(Exercise input begins)

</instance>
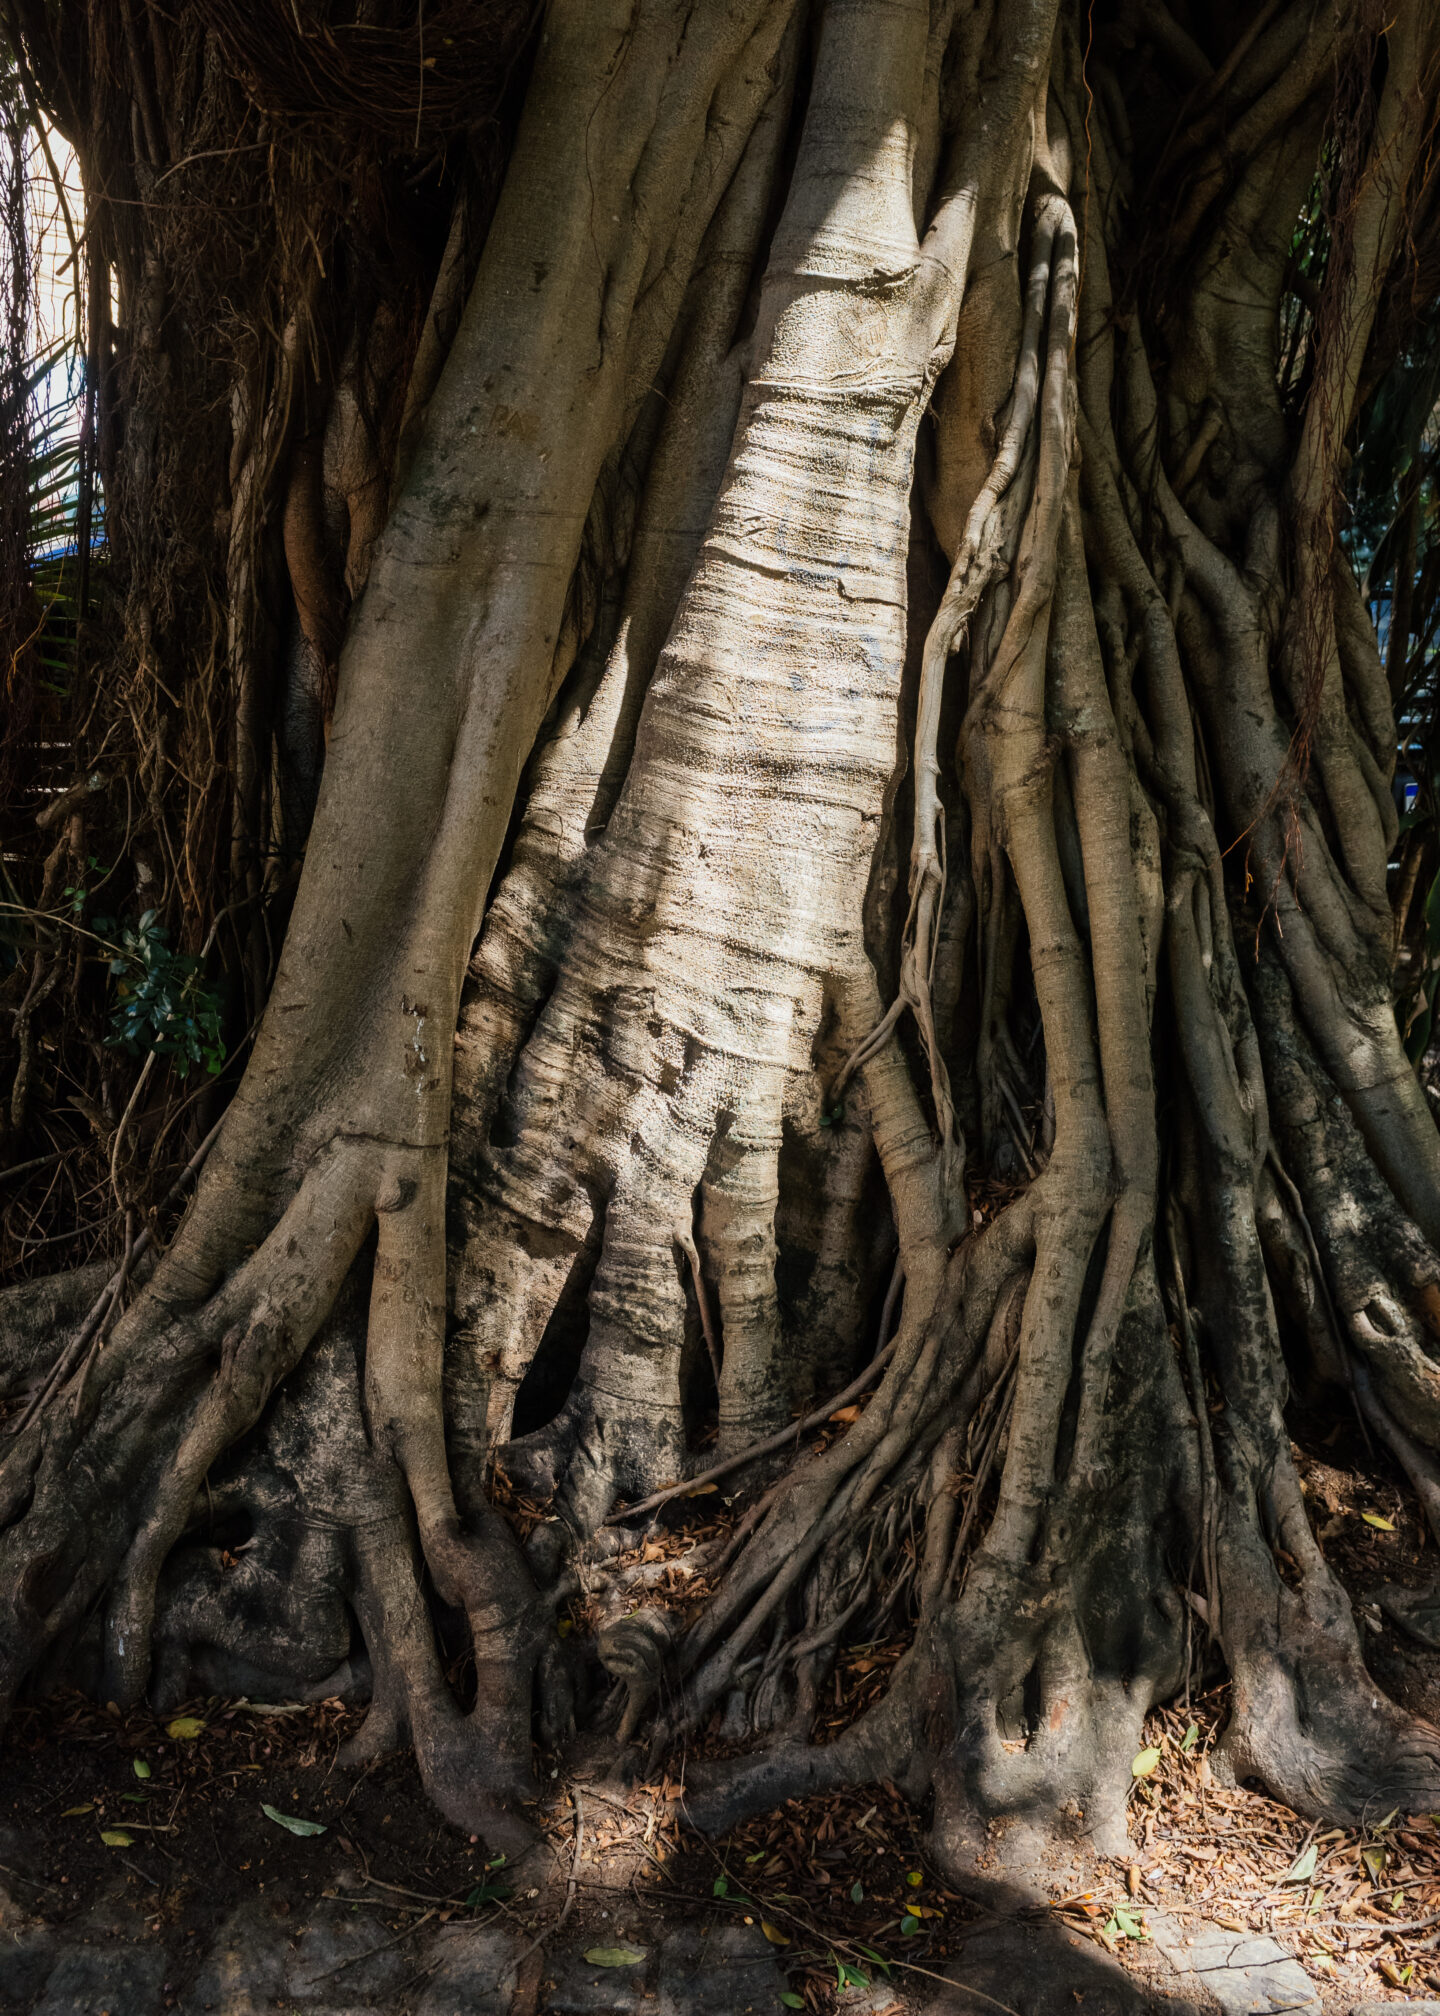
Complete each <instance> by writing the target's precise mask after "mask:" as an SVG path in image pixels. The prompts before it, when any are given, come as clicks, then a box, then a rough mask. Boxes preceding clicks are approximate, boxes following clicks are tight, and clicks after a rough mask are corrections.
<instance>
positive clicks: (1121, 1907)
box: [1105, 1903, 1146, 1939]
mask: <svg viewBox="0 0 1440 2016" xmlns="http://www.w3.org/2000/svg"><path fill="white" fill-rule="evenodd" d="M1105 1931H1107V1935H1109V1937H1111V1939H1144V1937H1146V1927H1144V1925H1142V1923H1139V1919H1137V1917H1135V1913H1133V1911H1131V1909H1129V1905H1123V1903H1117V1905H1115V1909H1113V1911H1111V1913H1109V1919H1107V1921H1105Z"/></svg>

(Exercise input ends)
(Exercise input begins)

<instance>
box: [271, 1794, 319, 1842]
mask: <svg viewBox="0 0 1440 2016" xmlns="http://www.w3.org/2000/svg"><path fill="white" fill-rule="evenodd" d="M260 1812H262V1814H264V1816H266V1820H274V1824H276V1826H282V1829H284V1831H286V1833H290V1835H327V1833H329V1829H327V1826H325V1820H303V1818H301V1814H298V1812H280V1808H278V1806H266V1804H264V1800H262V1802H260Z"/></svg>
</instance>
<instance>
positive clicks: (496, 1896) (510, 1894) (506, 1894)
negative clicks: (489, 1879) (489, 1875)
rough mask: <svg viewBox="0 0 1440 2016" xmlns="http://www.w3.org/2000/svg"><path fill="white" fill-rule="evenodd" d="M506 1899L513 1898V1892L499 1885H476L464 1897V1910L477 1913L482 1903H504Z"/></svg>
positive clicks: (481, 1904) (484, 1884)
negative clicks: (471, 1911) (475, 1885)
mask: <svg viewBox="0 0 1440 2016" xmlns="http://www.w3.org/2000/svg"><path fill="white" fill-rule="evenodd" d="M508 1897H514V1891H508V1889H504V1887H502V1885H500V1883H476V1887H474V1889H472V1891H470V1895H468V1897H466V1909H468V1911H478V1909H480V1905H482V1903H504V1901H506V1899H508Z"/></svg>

(Exercise input ends)

Problem:
Select each line of the entries above that contains the string "negative". Copy those lines.

Task answer:
negative clicks: (489, 1879) (489, 1875)
negative clicks: (471, 1911) (475, 1885)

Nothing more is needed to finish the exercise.